> EXERCISE AIM
Pick out every line of the entries below where "flipper" occurs, and copy those lines.

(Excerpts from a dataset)
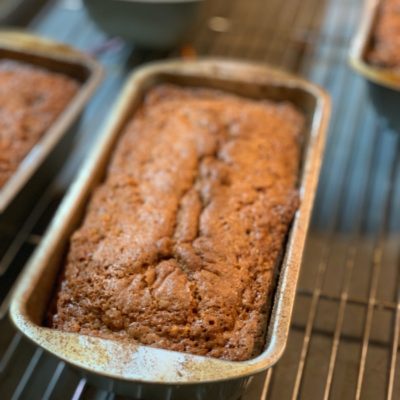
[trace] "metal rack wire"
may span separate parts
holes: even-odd
[[[362,4],[215,0],[187,38],[199,54],[297,71],[327,88],[334,102],[287,351],[254,379],[243,400],[400,398],[400,138],[375,114],[364,82],[347,67]],[[85,50],[105,39],[76,0],[51,3],[31,29]],[[126,44],[100,54],[108,77],[85,113],[72,157],[22,222],[0,221],[1,398],[121,399],[28,343],[6,312],[13,283],[127,71],[156,56]]]

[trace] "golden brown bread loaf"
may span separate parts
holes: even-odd
[[[400,73],[400,0],[381,1],[367,59]]]
[[[49,325],[245,360],[298,207],[288,103],[152,89],[73,234]]]
[[[67,76],[0,60],[0,188],[77,90]]]

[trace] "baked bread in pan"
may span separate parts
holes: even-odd
[[[78,89],[66,75],[0,60],[0,188]]]
[[[382,0],[367,60],[400,73],[400,0]]]
[[[47,324],[228,360],[259,354],[299,204],[303,125],[289,103],[151,89],[71,237]]]

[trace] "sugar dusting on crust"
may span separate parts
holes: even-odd
[[[0,188],[77,90],[67,76],[0,60]]]
[[[245,360],[260,353],[298,207],[287,103],[159,86],[70,242],[54,328]]]

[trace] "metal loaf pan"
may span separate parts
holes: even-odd
[[[349,62],[368,82],[368,90],[375,109],[400,132],[400,73],[371,65],[366,54],[372,45],[372,34],[379,15],[381,1],[368,0],[356,35],[352,41]]]
[[[102,78],[102,67],[91,57],[67,45],[22,31],[0,31],[0,59],[4,58],[68,75],[78,80],[80,88],[65,110],[25,156],[11,178],[0,188],[0,214],[29,186],[30,178],[53,148],[71,131]],[[28,190],[23,197],[33,195]]]
[[[92,189],[104,176],[114,144],[144,93],[161,82],[291,101],[307,116],[299,174],[301,205],[280,265],[265,349],[248,361],[195,356],[41,325],[68,238],[82,219]],[[14,324],[36,344],[83,370],[108,390],[152,400],[236,399],[251,377],[271,367],[285,348],[329,114],[330,101],[321,89],[267,66],[210,59],[167,61],[141,68],[128,79],[95,148],[19,282],[11,304]]]

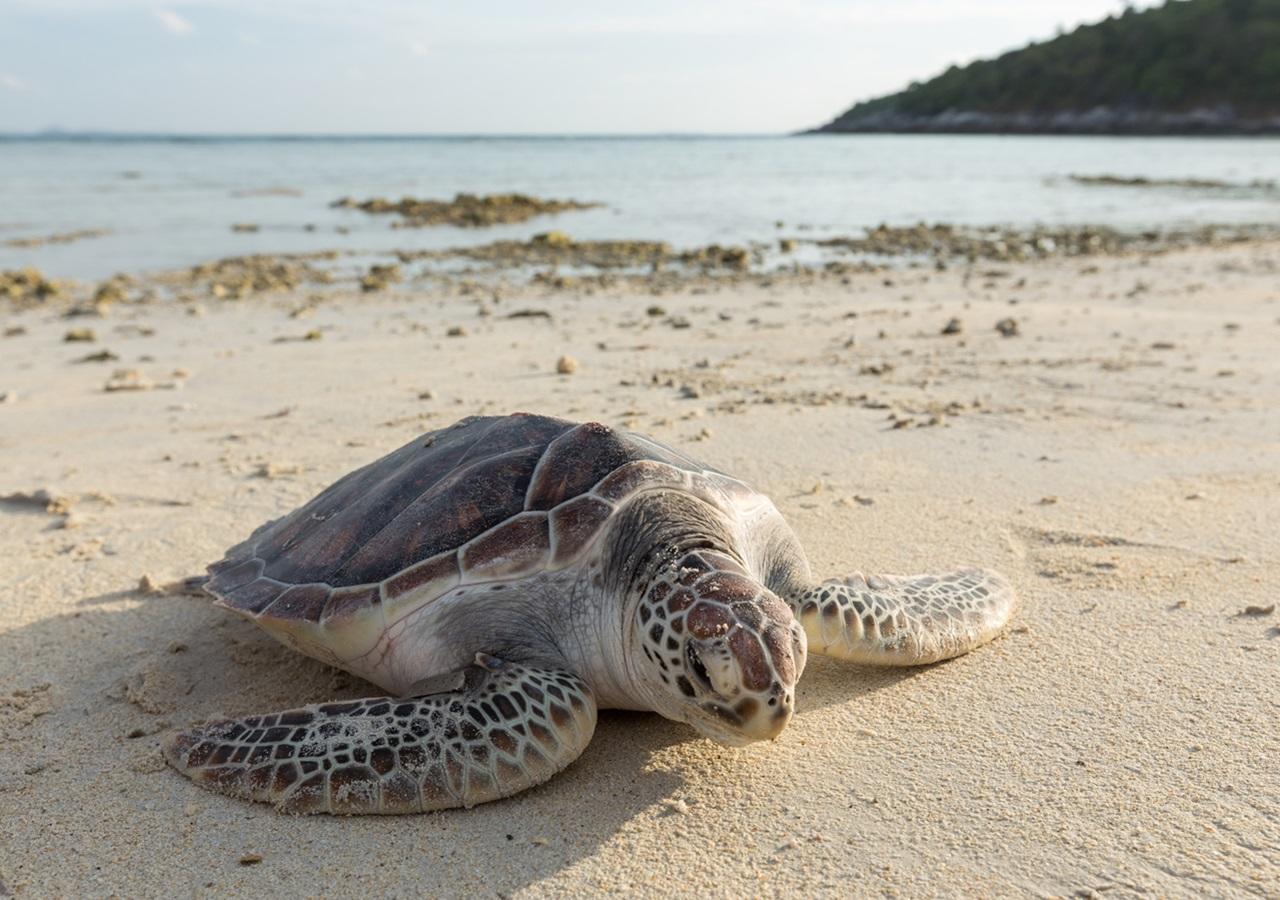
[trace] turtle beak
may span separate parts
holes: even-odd
[[[712,713],[727,726],[732,737],[722,737],[716,732],[708,732],[708,736],[733,746],[741,746],[752,741],[771,741],[791,721],[795,710],[795,693],[790,687],[775,682],[764,696],[746,697],[733,706],[724,703],[704,703],[703,709]]]
[[[775,683],[753,715],[744,717],[742,732],[753,741],[771,741],[782,734],[795,710],[795,693]]]

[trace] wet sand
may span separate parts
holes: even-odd
[[[1278,285],[1260,242],[487,316],[404,284],[7,315],[0,896],[1273,894]],[[566,772],[469,811],[290,818],[167,769],[171,728],[372,690],[143,577],[512,410],[745,478],[824,575],[986,565],[1023,609],[941,665],[813,659],[768,744],[603,713]]]

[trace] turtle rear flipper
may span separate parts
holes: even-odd
[[[1009,582],[986,569],[855,573],[792,601],[810,652],[881,666],[923,665],[968,653],[999,635],[1017,605]]]
[[[546,781],[578,758],[596,723],[568,671],[485,654],[459,689],[370,697],[210,722],[165,742],[197,783],[298,814],[414,813],[475,806]]]

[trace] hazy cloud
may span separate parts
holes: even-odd
[[[156,20],[173,34],[188,35],[195,31],[195,26],[171,9],[152,10]]]
[[[6,91],[25,91],[27,83],[17,75],[11,75],[8,72],[0,72],[0,88]]]

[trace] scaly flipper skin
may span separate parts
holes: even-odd
[[[475,806],[540,784],[591,740],[596,703],[577,675],[486,654],[456,691],[325,703],[210,722],[165,743],[211,790],[297,814]]]
[[[999,635],[1017,605],[1009,582],[985,569],[854,573],[792,601],[810,652],[879,666],[924,665],[968,653]]]

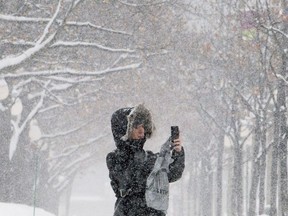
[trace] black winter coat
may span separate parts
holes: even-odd
[[[116,111],[111,119],[112,133],[117,149],[106,157],[111,186],[117,197],[114,216],[164,216],[161,211],[147,207],[146,180],[154,167],[158,154],[144,151],[145,139],[122,141],[127,130],[127,115],[132,108]],[[120,134],[119,134],[120,133]],[[184,170],[184,149],[172,152],[174,161],[169,165],[168,180],[178,180]]]

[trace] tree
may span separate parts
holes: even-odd
[[[95,146],[107,139],[101,113],[122,100],[119,94],[129,92],[126,84],[133,79],[128,74],[118,80],[124,84],[120,86],[115,85],[117,76],[128,71],[137,75],[147,60],[172,50],[175,35],[168,24],[179,23],[176,3],[1,2],[5,14],[0,15],[0,76],[9,87],[0,106],[5,131],[1,201],[57,212],[59,197],[77,171],[106,148]],[[11,114],[19,106],[23,109]],[[36,128],[41,136],[33,140],[29,133]],[[45,202],[48,198],[51,202]]]

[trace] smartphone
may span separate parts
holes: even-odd
[[[171,126],[171,141],[173,142],[175,139],[179,138],[179,127]]]

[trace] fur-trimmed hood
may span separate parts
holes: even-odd
[[[143,124],[145,129],[145,138],[142,141],[144,145],[145,140],[150,138],[155,130],[150,111],[143,104],[115,111],[111,118],[111,129],[116,147],[131,144],[131,132],[140,124]]]

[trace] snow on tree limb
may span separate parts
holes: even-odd
[[[63,166],[63,163],[66,162],[66,159],[71,157],[73,153],[77,153],[79,149],[89,148],[89,146],[94,145],[96,141],[102,139],[106,135],[107,134],[100,135],[95,138],[89,139],[85,143],[82,143],[80,145],[69,147],[58,156],[51,158],[51,160],[56,160],[56,164],[54,164],[53,167],[51,167],[52,169],[49,170],[51,175],[48,179],[48,183],[53,184],[54,188],[61,190],[60,188],[63,187],[63,182],[71,179],[71,175],[75,174],[78,171],[79,167],[89,158],[93,157],[94,154],[91,154],[91,152],[87,152],[86,154],[82,154],[81,157],[76,160],[69,160],[70,162]],[[59,179],[59,175],[61,174],[64,174],[66,178]]]
[[[130,49],[116,49],[106,47],[97,43],[88,43],[88,42],[81,42],[81,41],[57,41],[56,43],[52,44],[51,47],[58,47],[58,46],[67,46],[67,47],[74,47],[74,46],[90,46],[90,47],[97,47],[101,50],[109,51],[109,52],[124,52],[124,53],[135,53],[135,50]]]
[[[100,136],[97,136],[95,138],[89,139],[87,142],[79,144],[79,145],[74,145],[74,146],[70,146],[68,148],[63,149],[63,151],[61,153],[59,153],[58,155],[55,155],[53,157],[50,157],[48,160],[56,160],[56,159],[60,159],[60,158],[66,158],[68,156],[71,156],[72,153],[77,153],[77,151],[81,148],[87,148],[90,145],[95,144],[95,142],[99,141],[100,139],[106,137],[108,134],[103,134]]]
[[[278,32],[279,34],[283,35],[285,38],[288,38],[288,35],[284,31],[282,31],[278,28],[275,28],[273,26],[265,26],[265,25],[261,25],[261,27],[263,27],[264,29],[266,29],[268,31]]]
[[[129,35],[132,36],[132,33],[129,32],[124,32],[124,31],[120,31],[120,30],[114,30],[114,29],[110,29],[110,28],[106,28],[106,27],[102,27],[102,26],[97,26],[92,24],[91,22],[66,22],[67,26],[87,26],[87,27],[91,27],[91,28],[95,28],[97,30],[101,30],[101,31],[105,31],[105,32],[110,32],[110,33],[115,33],[115,34],[122,34],[122,35]]]
[[[3,43],[9,43],[13,45],[20,45],[20,46],[36,46],[37,43],[30,42],[30,41],[16,41],[16,42],[10,42],[8,40],[4,40]],[[108,52],[120,52],[120,53],[135,53],[135,50],[130,50],[130,49],[120,49],[120,48],[112,48],[112,47],[107,47],[100,45],[98,43],[90,43],[90,42],[83,42],[83,41],[57,41],[50,45],[47,48],[54,48],[54,47],[94,47],[100,50],[108,51]]]
[[[160,0],[160,1],[155,1],[155,2],[151,2],[151,3],[146,3],[146,4],[137,4],[137,3],[129,3],[126,0],[118,0],[118,2],[120,2],[121,4],[124,4],[126,6],[130,6],[130,7],[143,7],[143,6],[153,6],[153,5],[159,5],[159,4],[165,4],[165,3],[169,3],[169,0]]]
[[[0,14],[0,20],[5,20],[8,22],[49,22],[49,18],[36,18],[36,17],[24,17],[24,16],[14,16]]]
[[[49,111],[49,110],[57,109],[57,108],[59,108],[59,107],[61,107],[60,104],[55,104],[55,105],[52,105],[52,106],[49,106],[49,107],[40,109],[40,110],[39,110],[39,113],[47,112],[47,111]]]
[[[36,42],[36,45],[41,44],[43,42],[44,38],[48,35],[49,29],[51,28],[51,26],[52,26],[53,22],[55,21],[57,15],[59,14],[60,7],[61,7],[61,0],[58,2],[58,6],[57,6],[57,9],[56,9],[53,17],[50,19],[50,21],[46,25],[46,27],[44,29],[44,32],[43,32],[42,36],[39,38],[39,40]]]
[[[0,61],[1,63],[1,61]],[[133,70],[137,69],[142,65],[142,63],[135,63],[130,64],[126,66],[121,67],[115,67],[115,68],[107,68],[105,70],[99,70],[99,71],[78,71],[74,69],[61,69],[61,70],[44,70],[44,71],[31,71],[31,72],[21,72],[18,74],[14,73],[7,73],[7,74],[1,74],[0,78],[16,78],[16,77],[31,77],[31,76],[54,76],[54,75],[71,75],[71,76],[102,76],[102,75],[108,75],[111,73],[117,73],[120,71],[126,71],[126,70]]]
[[[23,16],[14,16],[14,15],[5,15],[0,14],[0,20],[8,21],[8,22],[32,22],[32,23],[46,23],[49,22],[50,18],[38,18],[38,17],[23,17]],[[62,23],[62,20],[56,19],[56,23]],[[76,21],[67,21],[66,26],[78,26],[78,27],[90,27],[93,29],[97,29],[100,31],[115,33],[115,34],[122,34],[132,36],[132,33],[121,31],[121,30],[114,30],[103,26],[95,25],[91,22],[76,22]]]
[[[43,48],[45,48],[51,41],[53,41],[53,39],[55,38],[56,34],[58,33],[60,27],[62,27],[63,24],[65,23],[64,20],[66,20],[68,14],[72,11],[72,9],[74,7],[76,7],[76,5],[79,2],[80,2],[80,0],[78,0],[76,2],[73,1],[73,3],[75,3],[75,4],[73,4],[73,6],[68,10],[68,12],[66,14],[66,17],[64,17],[64,19],[60,23],[59,27],[54,31],[54,33],[52,33],[47,39],[45,39],[48,36],[48,34],[49,34],[49,29],[50,29],[52,23],[55,22],[56,17],[59,14],[60,7],[61,7],[61,0],[59,0],[57,9],[56,9],[53,17],[49,20],[48,24],[45,27],[45,30],[44,30],[42,36],[37,40],[35,46],[32,47],[32,48],[29,48],[28,50],[26,50],[25,52],[23,52],[20,55],[8,56],[8,57],[0,60],[0,71],[5,69],[5,68],[11,67],[11,66],[19,65],[20,63],[26,61],[31,56],[35,55],[36,53],[41,51]]]
[[[276,74],[276,77],[283,80],[285,82],[285,84],[288,85],[288,81],[281,74]]]
[[[88,125],[91,122],[92,121],[85,122],[84,124],[79,125],[77,128],[73,128],[73,129],[70,129],[68,131],[63,131],[63,132],[59,132],[56,134],[43,134],[42,138],[56,138],[56,137],[60,137],[60,136],[66,136],[68,134],[72,134],[72,133],[75,133],[75,132],[81,130],[83,127],[85,127],[86,125]]]
[[[65,83],[72,83],[72,84],[79,84],[79,83],[83,83],[83,82],[91,82],[91,79],[89,77],[84,77],[84,78],[80,78],[80,79],[75,79],[75,78],[70,78],[70,77],[61,77],[61,76],[49,76],[49,77],[45,77],[49,80],[55,80],[55,81],[60,81],[60,82],[65,82]],[[99,78],[98,80],[100,80],[102,78]],[[96,80],[93,80],[96,81]]]
[[[48,84],[48,83],[47,83]],[[27,126],[28,122],[38,113],[38,110],[41,108],[44,102],[45,92],[42,91],[41,98],[39,99],[37,105],[32,109],[32,111],[28,114],[26,119],[23,121],[22,125],[19,125],[20,119],[17,122],[11,121],[12,125],[14,126],[13,135],[10,141],[9,147],[9,159],[12,160],[12,157],[17,149],[19,137],[23,132],[24,128]]]
[[[18,56],[8,56],[0,60],[0,71],[11,66],[19,65],[25,60],[29,59],[32,55],[42,50],[48,43],[50,43],[54,39],[55,34],[56,33],[50,35],[43,43],[26,50],[24,53]]]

> EXERCISE RESULT
[trace] turtle rear flipper
[trace] scaly flipper skin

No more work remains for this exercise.